WORK INSTRUCTIONS: Quote the World Health Day 2011 news item from "The Health Protection" up to and including "modern medicine crumbles.".

QUOTED PASSAGE:
____________

HPA supports World Health Day 2011

Published: 3-May-2011

If resistance destroys the ability to treat infection the whole edifice of modern medicine crumbles


The Health Protection Agency (HPA) welcomed actions to raise the profile of emerging drug resistance and fully supported the focus of World Health Day 2011, which looked at the increasing need for the development of new antibiotics to combat this ever-growing trend in drug resistance.

‘I am delighted that resistance is the focus of the WHO's 2011 World Health Day,’ said Dr David Livermore, director of the HPA's antibiotic resistance monitoring and reference laboratory. ‘So much of modern medicine - from gut surgery to cancer treatment, to transplants - depends on our ability to treat infection. If resistance destroys that ability then the whole edifice of modern medicine crumbles.

____________

INFORMATION SHOWN:

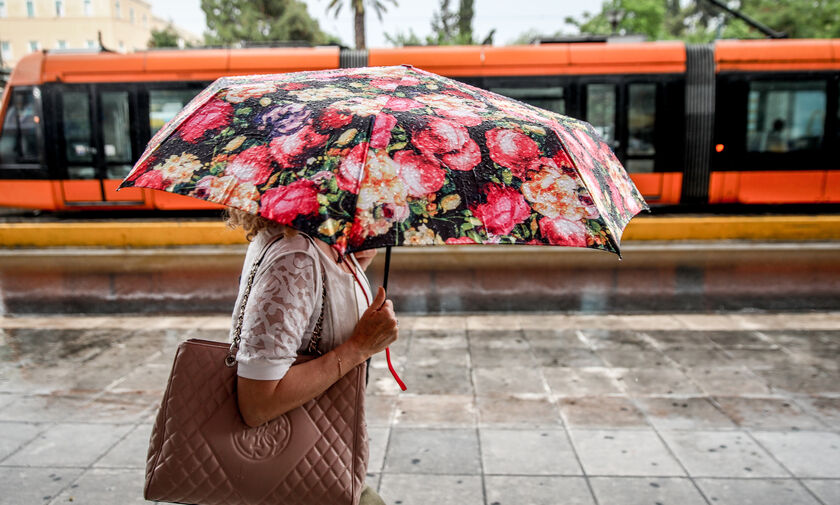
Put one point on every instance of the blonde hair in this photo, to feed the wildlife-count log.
(252, 224)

____________

ANSWER TO THIS TASK:
The Health Protection Agency (HPA) welcomed actions to raise the profile of emerging drug resistance and fully supported the focus of World Health Day 2011, which looked at the increasing need for the development of new antibiotics to combat this ever-growing trend in drug resistance.

‘I am delighted that resistance is the focus of the WHO's 2011 World Health Day,’ said Dr David Livermore, director of the HPA's antibiotic resistance monitoring and reference laboratory. ‘So much of modern medicine - from gut surgery to cancer treatment, to transplants - depends on our ability to treat infection. If resistance destroys that ability then the whole edifice of modern medicine crumbles.